▸ **Brief**
Write down each entry precisely as given.

▸ **Exercise input**
===

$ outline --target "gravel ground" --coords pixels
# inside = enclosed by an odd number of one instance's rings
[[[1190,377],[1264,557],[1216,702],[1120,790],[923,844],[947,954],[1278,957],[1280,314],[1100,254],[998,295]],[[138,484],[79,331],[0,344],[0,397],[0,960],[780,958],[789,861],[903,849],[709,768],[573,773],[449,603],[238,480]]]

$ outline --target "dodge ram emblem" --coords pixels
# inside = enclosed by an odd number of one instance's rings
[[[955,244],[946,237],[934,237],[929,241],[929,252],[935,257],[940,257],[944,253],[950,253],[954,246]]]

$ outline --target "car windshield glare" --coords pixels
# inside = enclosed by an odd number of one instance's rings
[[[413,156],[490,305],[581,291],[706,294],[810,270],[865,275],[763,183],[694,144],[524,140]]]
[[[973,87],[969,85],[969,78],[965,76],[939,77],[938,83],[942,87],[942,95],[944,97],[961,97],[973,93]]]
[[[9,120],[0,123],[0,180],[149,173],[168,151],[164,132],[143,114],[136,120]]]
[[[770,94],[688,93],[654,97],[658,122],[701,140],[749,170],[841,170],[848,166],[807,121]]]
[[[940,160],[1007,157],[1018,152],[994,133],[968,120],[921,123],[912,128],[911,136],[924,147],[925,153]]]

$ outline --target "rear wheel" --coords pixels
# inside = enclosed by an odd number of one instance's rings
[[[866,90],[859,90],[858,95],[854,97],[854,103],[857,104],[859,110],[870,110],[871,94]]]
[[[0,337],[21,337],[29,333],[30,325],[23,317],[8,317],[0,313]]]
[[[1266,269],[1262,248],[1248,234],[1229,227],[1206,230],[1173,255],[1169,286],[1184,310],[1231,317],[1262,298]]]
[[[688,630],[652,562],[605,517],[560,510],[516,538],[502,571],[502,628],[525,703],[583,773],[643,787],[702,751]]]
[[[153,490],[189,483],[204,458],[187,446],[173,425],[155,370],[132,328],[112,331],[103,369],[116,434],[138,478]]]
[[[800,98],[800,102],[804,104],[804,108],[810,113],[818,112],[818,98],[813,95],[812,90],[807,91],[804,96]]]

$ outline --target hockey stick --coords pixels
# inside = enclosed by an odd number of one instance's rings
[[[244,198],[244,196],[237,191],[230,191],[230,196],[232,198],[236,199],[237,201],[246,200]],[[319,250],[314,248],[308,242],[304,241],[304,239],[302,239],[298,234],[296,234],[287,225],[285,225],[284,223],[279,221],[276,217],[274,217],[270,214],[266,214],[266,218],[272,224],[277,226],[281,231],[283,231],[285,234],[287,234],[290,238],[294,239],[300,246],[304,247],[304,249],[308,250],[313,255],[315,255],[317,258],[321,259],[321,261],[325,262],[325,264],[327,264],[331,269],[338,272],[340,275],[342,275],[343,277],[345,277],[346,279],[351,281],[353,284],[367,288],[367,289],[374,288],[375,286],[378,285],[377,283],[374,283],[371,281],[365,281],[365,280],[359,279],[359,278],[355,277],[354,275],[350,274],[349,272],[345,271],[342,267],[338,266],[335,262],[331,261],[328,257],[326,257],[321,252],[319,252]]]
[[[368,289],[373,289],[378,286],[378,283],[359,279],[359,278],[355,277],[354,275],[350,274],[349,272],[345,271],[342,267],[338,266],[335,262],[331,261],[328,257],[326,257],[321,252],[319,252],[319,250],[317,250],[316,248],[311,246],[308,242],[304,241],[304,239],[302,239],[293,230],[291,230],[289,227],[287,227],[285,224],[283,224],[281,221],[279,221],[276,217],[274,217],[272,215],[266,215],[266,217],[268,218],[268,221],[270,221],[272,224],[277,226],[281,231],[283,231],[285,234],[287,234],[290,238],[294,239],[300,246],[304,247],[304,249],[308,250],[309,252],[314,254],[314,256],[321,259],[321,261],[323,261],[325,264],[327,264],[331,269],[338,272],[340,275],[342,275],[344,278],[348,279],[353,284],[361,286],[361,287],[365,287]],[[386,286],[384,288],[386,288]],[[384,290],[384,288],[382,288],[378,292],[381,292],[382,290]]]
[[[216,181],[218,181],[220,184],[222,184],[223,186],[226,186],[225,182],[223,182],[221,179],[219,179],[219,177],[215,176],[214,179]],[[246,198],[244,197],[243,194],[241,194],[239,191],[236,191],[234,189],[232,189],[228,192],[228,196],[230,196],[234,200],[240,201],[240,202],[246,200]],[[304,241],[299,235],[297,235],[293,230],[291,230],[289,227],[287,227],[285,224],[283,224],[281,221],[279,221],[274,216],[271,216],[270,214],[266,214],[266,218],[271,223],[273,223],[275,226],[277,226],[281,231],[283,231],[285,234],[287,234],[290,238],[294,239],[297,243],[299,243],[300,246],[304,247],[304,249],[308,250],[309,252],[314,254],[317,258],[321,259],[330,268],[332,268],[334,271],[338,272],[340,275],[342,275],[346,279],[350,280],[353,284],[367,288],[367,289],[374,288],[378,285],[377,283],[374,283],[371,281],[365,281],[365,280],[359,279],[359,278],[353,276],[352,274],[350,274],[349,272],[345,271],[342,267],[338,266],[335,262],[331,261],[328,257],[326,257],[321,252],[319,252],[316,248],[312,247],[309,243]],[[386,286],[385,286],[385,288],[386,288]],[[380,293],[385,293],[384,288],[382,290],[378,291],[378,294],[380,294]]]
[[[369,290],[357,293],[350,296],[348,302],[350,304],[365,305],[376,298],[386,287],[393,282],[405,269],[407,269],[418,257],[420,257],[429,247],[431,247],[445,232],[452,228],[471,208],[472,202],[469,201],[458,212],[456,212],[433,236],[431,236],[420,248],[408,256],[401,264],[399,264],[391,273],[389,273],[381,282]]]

===

▸ **Result for this exercise**
$ outline --target "gravel ground" --coords pixels
# inside = enclosed by an odd number of one instance's rings
[[[1190,377],[1264,557],[1216,702],[1120,790],[923,844],[947,954],[1278,957],[1280,314],[1100,254],[998,295]],[[138,484],[79,331],[0,344],[0,397],[0,960],[780,958],[789,861],[903,849],[709,768],[573,773],[449,603],[238,480]]]

$ outline --target "dodge ram emblem" --coords pixels
# inside = enclosed by an odd number of one instance's rings
[[[955,244],[946,237],[934,237],[929,241],[929,252],[935,257],[940,257],[944,253],[950,253],[954,246]]]

$ outline --target "car windshield glare" --coords pixels
# inside = enclosed by an odd number of one instance's rings
[[[413,156],[490,305],[581,291],[706,294],[810,270],[865,275],[763,183],[694,144],[524,140]]]
[[[973,87],[969,85],[969,78],[965,76],[939,77],[938,83],[942,87],[942,95],[944,97],[961,97],[973,93]]]
[[[9,120],[0,123],[0,180],[149,173],[168,151],[164,132],[143,114],[136,120]]]
[[[770,94],[688,93],[654,97],[658,122],[701,140],[749,170],[841,170],[848,166],[807,121]]]
[[[940,160],[1007,157],[1018,152],[994,133],[968,120],[921,123],[912,128],[911,136],[924,147],[925,153]]]

$ outline --target "rear wheel" --coords pixels
# inside = enclosed by an odd number of one instance's rings
[[[866,90],[859,90],[858,95],[854,97],[854,103],[857,104],[859,110],[870,110],[871,94]]]
[[[0,337],[21,337],[29,333],[30,325],[23,317],[8,317],[0,313]]]
[[[1266,269],[1262,248],[1248,234],[1229,227],[1206,230],[1173,255],[1169,286],[1184,310],[1231,317],[1262,298]]]
[[[688,630],[652,562],[605,517],[560,510],[516,538],[502,571],[502,628],[525,703],[583,773],[643,787],[702,751]]]
[[[153,490],[189,483],[204,458],[187,446],[173,425],[155,370],[132,328],[112,331],[103,369],[116,434],[138,478]]]
[[[800,98],[800,102],[804,104],[804,108],[810,113],[818,112],[818,98],[813,95],[812,90],[807,91],[804,96]]]

$ outline --target hockey stick --coords pixels
# inside = enclosed by an odd number of one instance's rings
[[[244,198],[244,196],[237,191],[230,191],[230,196],[232,198],[236,199],[237,201],[246,200]],[[319,250],[314,248],[308,242],[304,241],[304,239],[302,239],[298,234],[296,234],[287,225],[285,225],[284,223],[279,221],[276,217],[274,217],[270,214],[266,214],[266,218],[272,224],[277,226],[281,231],[283,231],[285,234],[287,234],[290,238],[294,239],[300,246],[304,247],[304,249],[308,250],[313,255],[315,255],[317,258],[321,259],[321,261],[325,262],[325,264],[327,264],[331,269],[338,272],[340,275],[342,275],[343,277],[345,277],[346,279],[351,281],[353,284],[367,288],[367,289],[374,288],[375,286],[378,285],[377,283],[374,283],[371,281],[365,281],[365,280],[359,279],[359,278],[355,277],[354,275],[350,274],[349,272],[345,271],[342,267],[338,266],[335,262],[331,261],[328,257],[326,257],[321,252],[319,252]]]
[[[368,289],[373,289],[378,286],[378,283],[359,279],[359,278],[355,277],[354,275],[350,274],[349,272],[345,271],[342,267],[338,266],[335,262],[331,261],[328,257],[326,257],[321,252],[319,252],[319,250],[317,250],[316,248],[311,246],[308,242],[304,241],[304,239],[302,239],[293,230],[291,230],[289,227],[287,227],[285,224],[283,224],[281,221],[279,221],[276,217],[274,217],[272,215],[266,215],[266,217],[268,218],[268,221],[270,221],[272,224],[277,226],[281,231],[283,231],[285,234],[287,234],[290,238],[294,239],[300,246],[304,247],[304,249],[308,250],[309,252],[314,254],[314,256],[321,259],[321,261],[323,261],[325,264],[327,264],[331,269],[338,272],[340,275],[342,275],[344,278],[348,279],[353,284],[361,286],[361,287],[365,287]],[[386,286],[384,288],[386,288]],[[384,290],[384,288],[382,288],[378,292],[381,292],[382,290]]]
[[[216,181],[218,181],[220,184],[222,184],[223,186],[226,186],[225,182],[223,182],[221,179],[219,179],[219,177],[215,176],[214,179]],[[246,198],[244,197],[243,194],[241,194],[239,191],[236,191],[234,189],[232,189],[228,192],[228,196],[230,196],[234,200],[240,201],[240,202],[246,200]],[[304,241],[299,235],[297,235],[293,230],[291,230],[289,227],[287,227],[285,224],[283,224],[281,221],[279,221],[274,216],[271,216],[270,214],[266,214],[266,218],[271,223],[273,223],[275,226],[277,226],[281,231],[283,231],[285,234],[287,234],[290,238],[294,239],[297,243],[299,243],[300,246],[304,247],[304,249],[308,250],[309,252],[314,254],[317,258],[321,259],[330,268],[332,268],[334,271],[338,272],[340,275],[342,275],[346,279],[350,280],[353,284],[367,288],[367,289],[374,288],[378,285],[377,283],[374,283],[371,281],[365,281],[365,280],[359,279],[359,278],[353,276],[352,274],[350,274],[349,272],[345,271],[342,267],[338,266],[335,262],[331,261],[328,257],[326,257],[321,252],[319,252],[316,248],[312,247],[309,243]],[[386,286],[385,286],[385,288],[386,288]],[[380,293],[385,293],[384,288],[382,290],[378,291],[378,294],[380,294]]]
[[[369,290],[357,293],[350,296],[348,302],[350,304],[365,305],[376,298],[386,287],[393,282],[405,269],[407,269],[418,257],[420,257],[429,247],[431,247],[445,232],[452,228],[471,208],[472,202],[469,201],[458,212],[456,212],[433,236],[431,236],[420,248],[408,256],[401,264],[399,264],[391,273],[389,273],[381,282]]]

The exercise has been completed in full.